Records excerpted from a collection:

____

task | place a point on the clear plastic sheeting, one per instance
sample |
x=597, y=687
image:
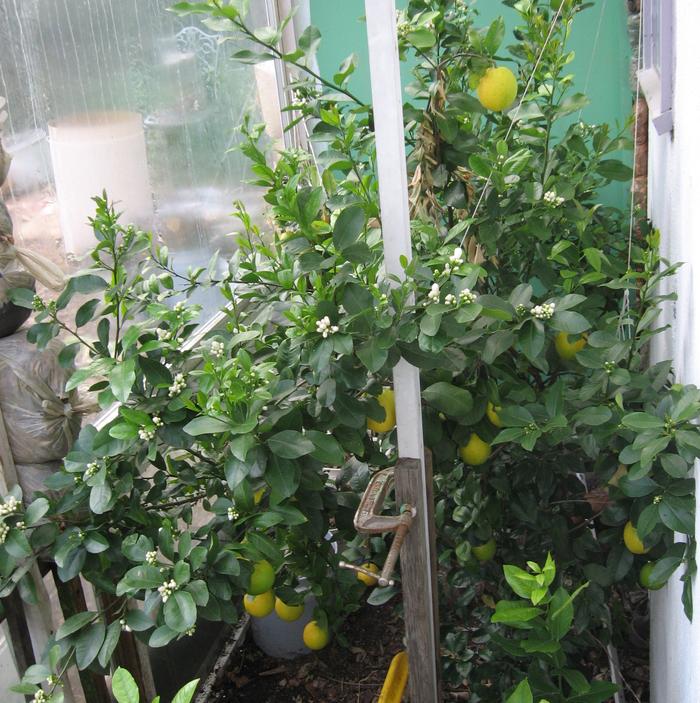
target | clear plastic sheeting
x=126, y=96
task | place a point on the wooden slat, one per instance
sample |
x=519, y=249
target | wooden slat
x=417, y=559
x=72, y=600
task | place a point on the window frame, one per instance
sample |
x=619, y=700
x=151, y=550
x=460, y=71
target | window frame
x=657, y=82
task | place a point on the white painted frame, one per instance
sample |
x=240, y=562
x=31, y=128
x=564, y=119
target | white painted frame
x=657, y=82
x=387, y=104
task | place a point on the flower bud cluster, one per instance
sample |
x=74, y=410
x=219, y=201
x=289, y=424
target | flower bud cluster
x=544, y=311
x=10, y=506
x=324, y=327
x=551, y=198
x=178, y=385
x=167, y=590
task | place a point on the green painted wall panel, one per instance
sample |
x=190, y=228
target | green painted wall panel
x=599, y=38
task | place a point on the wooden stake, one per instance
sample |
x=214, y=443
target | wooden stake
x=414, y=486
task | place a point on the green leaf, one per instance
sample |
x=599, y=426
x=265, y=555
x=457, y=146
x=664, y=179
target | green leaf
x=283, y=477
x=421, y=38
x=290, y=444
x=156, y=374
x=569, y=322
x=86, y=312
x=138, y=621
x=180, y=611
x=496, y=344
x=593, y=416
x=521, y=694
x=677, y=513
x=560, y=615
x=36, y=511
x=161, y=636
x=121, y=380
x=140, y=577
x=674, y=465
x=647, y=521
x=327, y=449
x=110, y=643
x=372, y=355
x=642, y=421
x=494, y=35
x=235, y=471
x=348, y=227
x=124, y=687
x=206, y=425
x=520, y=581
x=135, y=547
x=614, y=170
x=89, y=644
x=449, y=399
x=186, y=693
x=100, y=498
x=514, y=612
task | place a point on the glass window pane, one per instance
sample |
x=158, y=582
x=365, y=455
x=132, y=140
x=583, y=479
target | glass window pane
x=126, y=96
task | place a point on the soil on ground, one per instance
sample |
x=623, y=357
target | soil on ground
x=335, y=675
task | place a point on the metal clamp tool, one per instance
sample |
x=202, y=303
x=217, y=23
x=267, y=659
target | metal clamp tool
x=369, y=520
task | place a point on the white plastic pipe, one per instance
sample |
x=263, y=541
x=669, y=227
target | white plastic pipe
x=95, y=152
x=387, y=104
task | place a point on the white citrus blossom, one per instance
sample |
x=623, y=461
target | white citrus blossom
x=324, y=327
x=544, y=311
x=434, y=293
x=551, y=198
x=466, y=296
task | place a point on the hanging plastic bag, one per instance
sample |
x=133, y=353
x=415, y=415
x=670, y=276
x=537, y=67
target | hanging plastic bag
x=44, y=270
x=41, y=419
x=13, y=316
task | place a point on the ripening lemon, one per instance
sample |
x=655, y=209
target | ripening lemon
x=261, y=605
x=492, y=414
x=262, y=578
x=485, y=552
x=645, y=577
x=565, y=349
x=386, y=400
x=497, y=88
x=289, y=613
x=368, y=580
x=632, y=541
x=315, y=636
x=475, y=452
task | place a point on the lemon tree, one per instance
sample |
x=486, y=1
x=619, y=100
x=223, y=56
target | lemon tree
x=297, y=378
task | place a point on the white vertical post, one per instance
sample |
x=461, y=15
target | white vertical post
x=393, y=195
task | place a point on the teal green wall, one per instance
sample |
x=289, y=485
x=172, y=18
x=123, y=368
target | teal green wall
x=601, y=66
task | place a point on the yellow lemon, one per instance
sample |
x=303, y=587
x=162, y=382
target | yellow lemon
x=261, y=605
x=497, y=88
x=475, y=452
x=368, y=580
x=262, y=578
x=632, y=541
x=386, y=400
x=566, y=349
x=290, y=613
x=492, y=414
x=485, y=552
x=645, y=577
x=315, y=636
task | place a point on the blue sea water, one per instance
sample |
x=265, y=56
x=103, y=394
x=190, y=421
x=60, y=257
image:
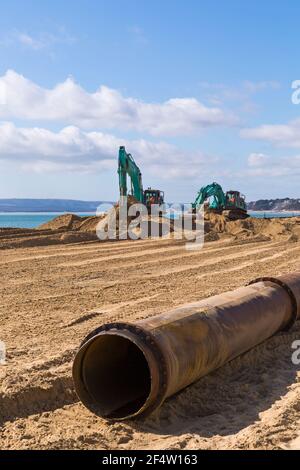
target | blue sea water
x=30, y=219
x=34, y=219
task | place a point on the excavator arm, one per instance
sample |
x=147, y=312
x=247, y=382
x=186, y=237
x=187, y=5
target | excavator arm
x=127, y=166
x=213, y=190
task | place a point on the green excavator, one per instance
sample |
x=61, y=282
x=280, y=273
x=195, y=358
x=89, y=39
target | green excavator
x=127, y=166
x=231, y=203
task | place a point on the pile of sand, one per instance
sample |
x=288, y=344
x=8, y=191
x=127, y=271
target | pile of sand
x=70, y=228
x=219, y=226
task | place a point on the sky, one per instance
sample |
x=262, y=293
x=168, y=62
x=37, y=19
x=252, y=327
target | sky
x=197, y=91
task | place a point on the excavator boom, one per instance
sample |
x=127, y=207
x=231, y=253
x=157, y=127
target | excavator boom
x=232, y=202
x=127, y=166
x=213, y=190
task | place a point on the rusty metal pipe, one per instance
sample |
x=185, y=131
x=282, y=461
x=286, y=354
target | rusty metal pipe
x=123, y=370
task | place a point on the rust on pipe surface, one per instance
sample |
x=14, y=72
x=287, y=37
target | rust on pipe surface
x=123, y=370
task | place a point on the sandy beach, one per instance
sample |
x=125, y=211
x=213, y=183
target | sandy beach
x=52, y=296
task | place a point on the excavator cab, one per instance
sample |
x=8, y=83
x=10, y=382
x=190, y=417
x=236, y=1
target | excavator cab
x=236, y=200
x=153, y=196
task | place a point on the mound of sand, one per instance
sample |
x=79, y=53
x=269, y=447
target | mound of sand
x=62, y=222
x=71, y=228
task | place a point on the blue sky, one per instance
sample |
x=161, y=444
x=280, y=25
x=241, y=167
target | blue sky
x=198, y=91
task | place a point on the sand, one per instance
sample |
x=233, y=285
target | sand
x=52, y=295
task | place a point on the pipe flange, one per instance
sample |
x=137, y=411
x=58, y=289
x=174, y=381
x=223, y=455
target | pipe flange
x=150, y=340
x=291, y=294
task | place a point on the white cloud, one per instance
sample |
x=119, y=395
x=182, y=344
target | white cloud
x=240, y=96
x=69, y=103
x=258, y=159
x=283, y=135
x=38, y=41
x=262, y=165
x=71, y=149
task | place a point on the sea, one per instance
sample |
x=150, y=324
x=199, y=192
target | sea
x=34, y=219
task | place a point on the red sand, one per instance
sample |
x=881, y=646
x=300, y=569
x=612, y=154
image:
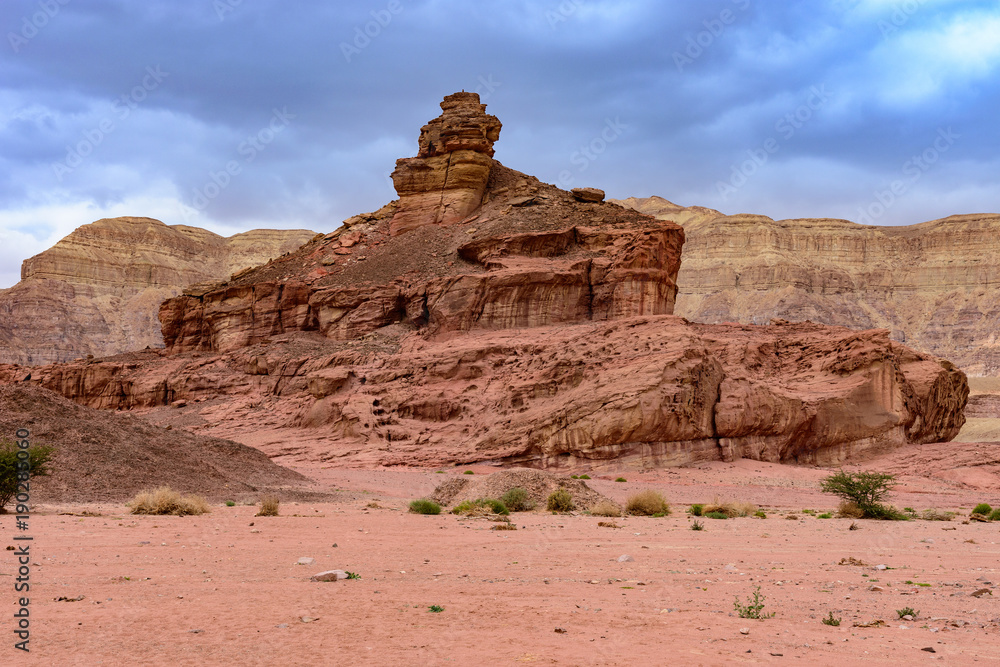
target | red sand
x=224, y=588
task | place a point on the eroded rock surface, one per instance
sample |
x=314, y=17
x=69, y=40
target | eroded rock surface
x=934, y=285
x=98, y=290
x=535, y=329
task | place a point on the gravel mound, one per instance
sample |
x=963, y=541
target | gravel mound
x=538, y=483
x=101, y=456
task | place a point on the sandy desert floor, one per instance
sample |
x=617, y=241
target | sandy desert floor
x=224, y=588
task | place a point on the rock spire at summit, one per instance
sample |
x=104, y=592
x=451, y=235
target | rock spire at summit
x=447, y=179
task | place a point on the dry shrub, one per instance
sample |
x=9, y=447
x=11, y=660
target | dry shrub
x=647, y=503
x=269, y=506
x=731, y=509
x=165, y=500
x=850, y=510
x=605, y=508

____

• Exercise prompt:
Pictures are to be left out when the entries above are repeated exactly.

• Solution for this task:
task | place a point on the clear plastic sheeting, one per instance
sample |
x=597, y=687
image:
target | clear plastic sheeting
x=126, y=96
task | place a point on the wooden slat, one per instance
sample |
x=519, y=249
target | wooden slat
x=417, y=559
x=72, y=600
task | place a point on the window frame, one per instance
sample |
x=619, y=700
x=151, y=550
x=460, y=71
target | window frame
x=657, y=82
task | place a point on the white painted frame, one per instance
sample |
x=240, y=562
x=31, y=128
x=564, y=119
target | white painted frame
x=657, y=82
x=387, y=104
task | place a point on the flower bud cluster, one per instance
sample |
x=74, y=410
x=219, y=201
x=289, y=424
target | flower bud cluster
x=544, y=311
x=10, y=506
x=324, y=327
x=551, y=198
x=178, y=385
x=167, y=590
task | place a point on the green painted wall panel, one per instance
sample |
x=190, y=228
target | green painted wall panel
x=599, y=38
task | place a point on the wooden stake, one per instance
sample |
x=214, y=443
target | wooden stake
x=414, y=486
task | place a point on the green leaf, one per instance
sample |
x=599, y=426
x=265, y=555
x=457, y=146
x=664, y=179
target | green leaf
x=283, y=477
x=421, y=38
x=290, y=444
x=156, y=374
x=569, y=322
x=86, y=312
x=138, y=621
x=180, y=611
x=496, y=344
x=593, y=416
x=521, y=694
x=677, y=513
x=560, y=615
x=36, y=511
x=161, y=636
x=121, y=380
x=140, y=577
x=674, y=465
x=647, y=521
x=327, y=449
x=110, y=643
x=372, y=355
x=642, y=421
x=494, y=35
x=235, y=471
x=348, y=227
x=124, y=687
x=206, y=425
x=520, y=581
x=135, y=547
x=614, y=170
x=89, y=644
x=449, y=399
x=186, y=693
x=100, y=498
x=514, y=612
task | place a point on the glass window pane, one per instance
sample |
x=158, y=582
x=365, y=455
x=132, y=140
x=583, y=479
target | glass window pane
x=126, y=96
task | place a point on the soil on ground, one per instance
sample |
x=623, y=357
target | soil on ground
x=335, y=675
task | place a point on the metal clamp tool, one per instance
sample |
x=202, y=303
x=217, y=23
x=267, y=659
target | metal clamp tool
x=369, y=520
task | place a point on the white plastic pipe, one per instance
sample |
x=263, y=541
x=669, y=227
target | white plastic pipe
x=95, y=152
x=387, y=104
task | place a point on the white citrus blossom, one per instance
sample |
x=623, y=461
target | white citrus blossom
x=324, y=327
x=544, y=311
x=434, y=293
x=551, y=198
x=466, y=296
task | place a point on the hanging plastic bag, one per instance
sample |
x=133, y=353
x=415, y=415
x=670, y=276
x=537, y=67
target | hanging plastic bag
x=44, y=270
x=41, y=419
x=13, y=316
task | place a point on the ripening lemon, one per instance
sample |
x=655, y=209
target | ripening lemon
x=261, y=605
x=492, y=414
x=262, y=578
x=485, y=552
x=645, y=577
x=565, y=349
x=386, y=400
x=497, y=88
x=289, y=613
x=368, y=580
x=632, y=541
x=315, y=636
x=475, y=452
task | place a point on the lemon tree, one per instance
sample |
x=486, y=1
x=619, y=100
x=223, y=56
target | lemon tree
x=297, y=378
task | place a point on the white vertical post, one per instance
sample |
x=461, y=15
target | white vertical post
x=393, y=195
task | place a point on the teal green wall, one per instance
sample |
x=289, y=485
x=172, y=18
x=123, y=368
target | teal green wall
x=601, y=66
task | place a point on the yellow lemon, one per instance
sample |
x=303, y=587
x=162, y=382
target | yellow lemon
x=261, y=605
x=497, y=88
x=475, y=452
x=368, y=580
x=262, y=578
x=632, y=541
x=386, y=400
x=566, y=349
x=290, y=613
x=492, y=414
x=485, y=552
x=645, y=577
x=315, y=636
task | place a point on the blue sea water, one per instance
sample |
x=265, y=56
x=103, y=394
x=190, y=421
x=60, y=257
image:
target | blue sea water
x=30, y=219
x=34, y=219
task | place a point on the excavator arm, one per instance
sample |
x=147, y=312
x=247, y=382
x=186, y=237
x=187, y=5
target | excavator arm
x=127, y=166
x=213, y=190
task | place a point on the green excavator, one per instance
sample |
x=61, y=282
x=280, y=273
x=195, y=358
x=89, y=39
target | green excavator
x=127, y=166
x=231, y=203
task | place a point on the pile of sand, one per instance
sample |
x=288, y=344
x=8, y=191
x=127, y=271
target | pile of sand
x=70, y=228
x=219, y=226
task | place a point on the sky, one per instance
sample |
x=262, y=293
x=168, y=62
x=37, y=19
x=252, y=327
target | sky
x=197, y=91
task | place a point on the excavator boom, one per instance
sample |
x=127, y=207
x=231, y=253
x=157, y=127
target | excavator boom
x=232, y=202
x=127, y=166
x=213, y=190
task | place a point on the rusty metal pipe, one per instance
sample |
x=185, y=131
x=282, y=461
x=286, y=354
target | rusty metal pipe
x=123, y=370
task | place a point on the rust on pipe surface, one per instance
sample |
x=14, y=72
x=287, y=37
target | rust on pipe surface
x=123, y=370
task | place a point on the sandy beach, one per instance
sample |
x=125, y=211
x=213, y=183
target | sandy beach
x=52, y=296
task | place a point on the excavator cab, one per instance
sample |
x=8, y=83
x=10, y=382
x=190, y=417
x=236, y=1
target | excavator cab
x=236, y=200
x=153, y=196
task | place a point on the mound of sand, one per instance
sample |
x=79, y=53
x=269, y=447
target | mound of sand
x=62, y=222
x=71, y=228
task | place a point on the blue sky, one per instance
sample |
x=161, y=444
x=280, y=25
x=241, y=167
target | blue sky
x=198, y=91
task | place a point on the sand, one per instance
sample |
x=233, y=285
target | sand
x=52, y=295
task | place a point on the pipe flange, one per instance
sample |
x=137, y=411
x=58, y=289
x=174, y=381
x=223, y=455
target | pipe flange
x=150, y=340
x=291, y=294
task | place a point on the white cloud, one per instance
sample |
x=119, y=395
x=182, y=344
target | white cloud
x=240, y=96
x=69, y=103
x=258, y=159
x=283, y=135
x=38, y=41
x=262, y=165
x=71, y=149
task | place a point on the sea, one per instance
sample |
x=150, y=324
x=199, y=192
target | sea
x=34, y=219
task | place a point on the red sand, one per instance
sample |
x=881, y=646
x=300, y=569
x=612, y=154
image:
target | red sand
x=224, y=588
task | place a point on the eroded rock surface, one per instance
sample |
x=314, y=17
x=69, y=40
target | eroded rock surface
x=934, y=285
x=98, y=290
x=535, y=329
task | place a point on the gravel mound, one per instance
sample |
x=963, y=541
target | gravel mound
x=538, y=483
x=101, y=456
task | place a point on the sandy desert floor, one per instance
sample |
x=617, y=241
target | sandy desert floor
x=224, y=588
task | place a point on the rock spire at summit, one per instance
sample |
x=104, y=592
x=451, y=235
target | rock spire at summit
x=447, y=179
task | place a point on the dry shrub, one per instance
sample |
x=9, y=447
x=11, y=660
target | dry shrub
x=647, y=503
x=269, y=506
x=731, y=509
x=165, y=500
x=850, y=510
x=605, y=508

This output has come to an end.